> [Task statement]: Can you echo all of the data below word for word, line by line, while leaving out the pictures?

--- Start ---

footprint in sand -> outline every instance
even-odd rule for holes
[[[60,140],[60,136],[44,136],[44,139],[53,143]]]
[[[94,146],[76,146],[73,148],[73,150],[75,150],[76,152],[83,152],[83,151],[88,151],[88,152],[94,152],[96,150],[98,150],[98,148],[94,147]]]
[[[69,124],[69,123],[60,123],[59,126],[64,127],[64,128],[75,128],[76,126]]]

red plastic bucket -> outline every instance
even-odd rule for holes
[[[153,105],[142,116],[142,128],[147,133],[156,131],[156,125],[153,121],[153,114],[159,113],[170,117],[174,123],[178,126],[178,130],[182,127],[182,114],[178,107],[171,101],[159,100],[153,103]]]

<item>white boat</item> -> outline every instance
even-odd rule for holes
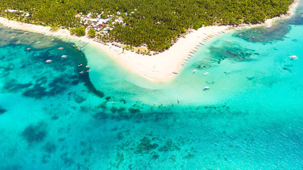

--- End ---

> [Answer]:
footprint in sand -> outline every instance
even-odd rule for holes
[[[60,140],[60,136],[44,136],[44,139],[53,143]]]
[[[94,146],[76,146],[73,148],[73,150],[75,150],[76,152],[83,152],[83,151],[88,151],[88,152],[94,152],[96,150],[98,150],[98,148],[94,147]]]
[[[69,124],[69,123],[60,123],[59,126],[64,127],[64,128],[75,128],[76,126]]]

red plastic bucket -> outline every instance
even-odd rule for holes
[[[153,105],[142,116],[142,128],[147,133],[156,131],[156,125],[153,121],[153,114],[159,113],[170,117],[174,123],[178,126],[178,130],[182,127],[182,114],[178,107],[171,101],[159,100],[153,103]]]

<item>white boat</item> -> outline every instance
even-odd rule for holes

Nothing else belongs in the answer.